### Records provided

______

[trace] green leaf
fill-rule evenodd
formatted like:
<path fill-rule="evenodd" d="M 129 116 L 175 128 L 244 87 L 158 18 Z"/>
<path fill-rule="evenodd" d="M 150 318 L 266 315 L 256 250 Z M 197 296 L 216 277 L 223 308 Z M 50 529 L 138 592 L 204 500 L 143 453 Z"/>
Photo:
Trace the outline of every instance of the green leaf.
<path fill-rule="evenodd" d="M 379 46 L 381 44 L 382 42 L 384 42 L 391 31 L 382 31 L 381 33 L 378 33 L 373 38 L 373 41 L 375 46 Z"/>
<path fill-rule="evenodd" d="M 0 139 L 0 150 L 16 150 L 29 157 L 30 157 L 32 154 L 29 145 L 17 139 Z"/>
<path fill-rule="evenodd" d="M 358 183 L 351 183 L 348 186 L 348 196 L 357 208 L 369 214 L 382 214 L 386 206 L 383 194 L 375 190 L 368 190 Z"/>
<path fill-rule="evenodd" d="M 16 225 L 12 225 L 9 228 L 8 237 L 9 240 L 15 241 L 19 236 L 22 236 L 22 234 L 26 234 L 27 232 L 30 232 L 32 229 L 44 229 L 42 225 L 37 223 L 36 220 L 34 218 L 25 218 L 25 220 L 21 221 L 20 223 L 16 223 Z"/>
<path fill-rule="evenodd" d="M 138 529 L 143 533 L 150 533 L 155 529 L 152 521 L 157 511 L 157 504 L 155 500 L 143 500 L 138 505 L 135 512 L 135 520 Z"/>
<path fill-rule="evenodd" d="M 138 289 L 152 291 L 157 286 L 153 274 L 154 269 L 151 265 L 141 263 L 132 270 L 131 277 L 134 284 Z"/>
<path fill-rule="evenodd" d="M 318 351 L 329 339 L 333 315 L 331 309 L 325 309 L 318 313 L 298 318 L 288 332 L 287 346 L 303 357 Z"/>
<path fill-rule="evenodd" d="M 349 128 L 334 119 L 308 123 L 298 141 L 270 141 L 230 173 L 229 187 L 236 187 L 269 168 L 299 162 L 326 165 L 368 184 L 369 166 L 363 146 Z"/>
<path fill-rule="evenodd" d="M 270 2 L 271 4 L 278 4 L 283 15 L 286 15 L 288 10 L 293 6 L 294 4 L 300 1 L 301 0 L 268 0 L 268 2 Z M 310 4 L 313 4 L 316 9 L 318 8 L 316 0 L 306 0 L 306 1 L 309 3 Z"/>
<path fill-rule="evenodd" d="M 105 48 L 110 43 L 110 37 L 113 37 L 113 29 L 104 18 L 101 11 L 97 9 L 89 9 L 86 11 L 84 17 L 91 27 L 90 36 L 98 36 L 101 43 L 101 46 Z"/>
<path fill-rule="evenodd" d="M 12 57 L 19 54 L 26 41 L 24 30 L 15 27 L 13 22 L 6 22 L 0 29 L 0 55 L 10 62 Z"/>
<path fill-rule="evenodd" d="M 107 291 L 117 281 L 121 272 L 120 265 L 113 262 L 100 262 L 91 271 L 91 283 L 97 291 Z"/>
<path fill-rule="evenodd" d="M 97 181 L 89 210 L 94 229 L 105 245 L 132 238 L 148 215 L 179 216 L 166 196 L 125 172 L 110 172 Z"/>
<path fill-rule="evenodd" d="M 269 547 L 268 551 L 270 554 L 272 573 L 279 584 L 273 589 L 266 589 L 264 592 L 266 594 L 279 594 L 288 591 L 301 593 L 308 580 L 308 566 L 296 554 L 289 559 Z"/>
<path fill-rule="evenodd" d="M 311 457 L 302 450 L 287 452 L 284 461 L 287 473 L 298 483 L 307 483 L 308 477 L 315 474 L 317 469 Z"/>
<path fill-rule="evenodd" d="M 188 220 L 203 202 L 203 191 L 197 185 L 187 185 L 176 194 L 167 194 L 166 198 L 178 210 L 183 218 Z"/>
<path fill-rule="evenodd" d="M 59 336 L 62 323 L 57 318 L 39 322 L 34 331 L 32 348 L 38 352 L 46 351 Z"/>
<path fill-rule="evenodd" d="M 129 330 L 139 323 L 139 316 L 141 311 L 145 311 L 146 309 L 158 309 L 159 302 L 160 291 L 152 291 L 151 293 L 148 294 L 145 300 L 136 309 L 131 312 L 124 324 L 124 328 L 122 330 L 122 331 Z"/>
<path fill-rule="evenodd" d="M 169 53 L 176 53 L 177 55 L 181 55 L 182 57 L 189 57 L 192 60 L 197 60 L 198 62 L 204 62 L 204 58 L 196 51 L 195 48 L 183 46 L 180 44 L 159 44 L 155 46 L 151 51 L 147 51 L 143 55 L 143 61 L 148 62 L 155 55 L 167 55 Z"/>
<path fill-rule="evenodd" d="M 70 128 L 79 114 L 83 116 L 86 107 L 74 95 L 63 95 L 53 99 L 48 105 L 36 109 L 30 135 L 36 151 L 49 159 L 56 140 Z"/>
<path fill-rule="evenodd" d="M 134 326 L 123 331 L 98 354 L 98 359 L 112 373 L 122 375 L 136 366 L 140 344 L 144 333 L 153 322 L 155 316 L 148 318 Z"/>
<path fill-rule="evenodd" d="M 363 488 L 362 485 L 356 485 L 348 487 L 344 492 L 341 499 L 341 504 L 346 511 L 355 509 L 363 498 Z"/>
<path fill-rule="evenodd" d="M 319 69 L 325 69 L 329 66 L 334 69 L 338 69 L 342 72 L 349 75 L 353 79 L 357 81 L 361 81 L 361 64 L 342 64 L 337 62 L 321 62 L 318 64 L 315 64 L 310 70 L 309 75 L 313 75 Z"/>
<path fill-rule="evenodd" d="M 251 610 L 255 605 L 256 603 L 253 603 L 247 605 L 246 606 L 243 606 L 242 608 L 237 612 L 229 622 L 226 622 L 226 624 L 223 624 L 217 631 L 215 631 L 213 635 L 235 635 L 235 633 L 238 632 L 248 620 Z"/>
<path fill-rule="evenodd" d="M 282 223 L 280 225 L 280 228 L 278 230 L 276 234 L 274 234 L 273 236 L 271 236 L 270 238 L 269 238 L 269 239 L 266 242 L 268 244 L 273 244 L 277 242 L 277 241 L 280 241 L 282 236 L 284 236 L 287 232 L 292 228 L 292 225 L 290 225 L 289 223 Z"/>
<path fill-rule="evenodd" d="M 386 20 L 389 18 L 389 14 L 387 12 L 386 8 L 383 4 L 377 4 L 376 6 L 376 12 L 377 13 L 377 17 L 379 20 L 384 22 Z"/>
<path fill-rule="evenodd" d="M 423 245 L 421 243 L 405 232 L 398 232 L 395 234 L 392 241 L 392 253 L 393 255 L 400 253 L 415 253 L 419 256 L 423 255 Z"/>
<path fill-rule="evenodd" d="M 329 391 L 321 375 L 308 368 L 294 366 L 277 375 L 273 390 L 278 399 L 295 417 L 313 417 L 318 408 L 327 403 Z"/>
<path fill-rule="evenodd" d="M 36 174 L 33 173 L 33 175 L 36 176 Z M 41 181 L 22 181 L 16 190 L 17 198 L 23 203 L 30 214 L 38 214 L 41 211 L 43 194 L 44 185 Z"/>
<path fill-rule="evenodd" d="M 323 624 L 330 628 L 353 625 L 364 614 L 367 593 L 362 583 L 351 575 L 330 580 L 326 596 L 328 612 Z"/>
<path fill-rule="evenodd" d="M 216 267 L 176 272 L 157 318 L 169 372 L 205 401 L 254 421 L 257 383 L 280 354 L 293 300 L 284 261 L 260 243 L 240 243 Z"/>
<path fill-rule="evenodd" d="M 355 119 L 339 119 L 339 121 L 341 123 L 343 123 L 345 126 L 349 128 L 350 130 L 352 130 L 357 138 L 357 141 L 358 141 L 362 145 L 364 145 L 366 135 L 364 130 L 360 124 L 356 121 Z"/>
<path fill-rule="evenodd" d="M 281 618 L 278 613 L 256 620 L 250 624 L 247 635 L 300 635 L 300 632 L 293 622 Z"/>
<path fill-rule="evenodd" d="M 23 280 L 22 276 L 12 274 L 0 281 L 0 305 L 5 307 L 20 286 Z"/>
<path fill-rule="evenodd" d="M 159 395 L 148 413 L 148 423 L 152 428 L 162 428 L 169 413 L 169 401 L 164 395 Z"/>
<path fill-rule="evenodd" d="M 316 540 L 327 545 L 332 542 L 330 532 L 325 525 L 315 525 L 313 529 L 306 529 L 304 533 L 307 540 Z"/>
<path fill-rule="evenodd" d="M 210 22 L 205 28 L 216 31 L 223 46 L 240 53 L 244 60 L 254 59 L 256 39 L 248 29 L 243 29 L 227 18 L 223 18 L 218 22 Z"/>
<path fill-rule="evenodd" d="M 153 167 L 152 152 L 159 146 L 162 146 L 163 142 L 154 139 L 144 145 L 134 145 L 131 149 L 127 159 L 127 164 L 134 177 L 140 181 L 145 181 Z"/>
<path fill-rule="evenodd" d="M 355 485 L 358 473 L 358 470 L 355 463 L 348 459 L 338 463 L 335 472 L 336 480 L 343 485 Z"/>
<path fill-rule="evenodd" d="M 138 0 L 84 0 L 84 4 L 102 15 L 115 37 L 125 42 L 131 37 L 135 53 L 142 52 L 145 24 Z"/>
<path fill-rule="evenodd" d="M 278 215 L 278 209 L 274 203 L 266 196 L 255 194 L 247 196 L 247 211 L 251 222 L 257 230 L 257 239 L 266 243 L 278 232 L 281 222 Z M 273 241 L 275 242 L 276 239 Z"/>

______

How many lines in the rows above contain the string "green"? Matching is case-sensitive. Reply with the number only.

### Result for this task
2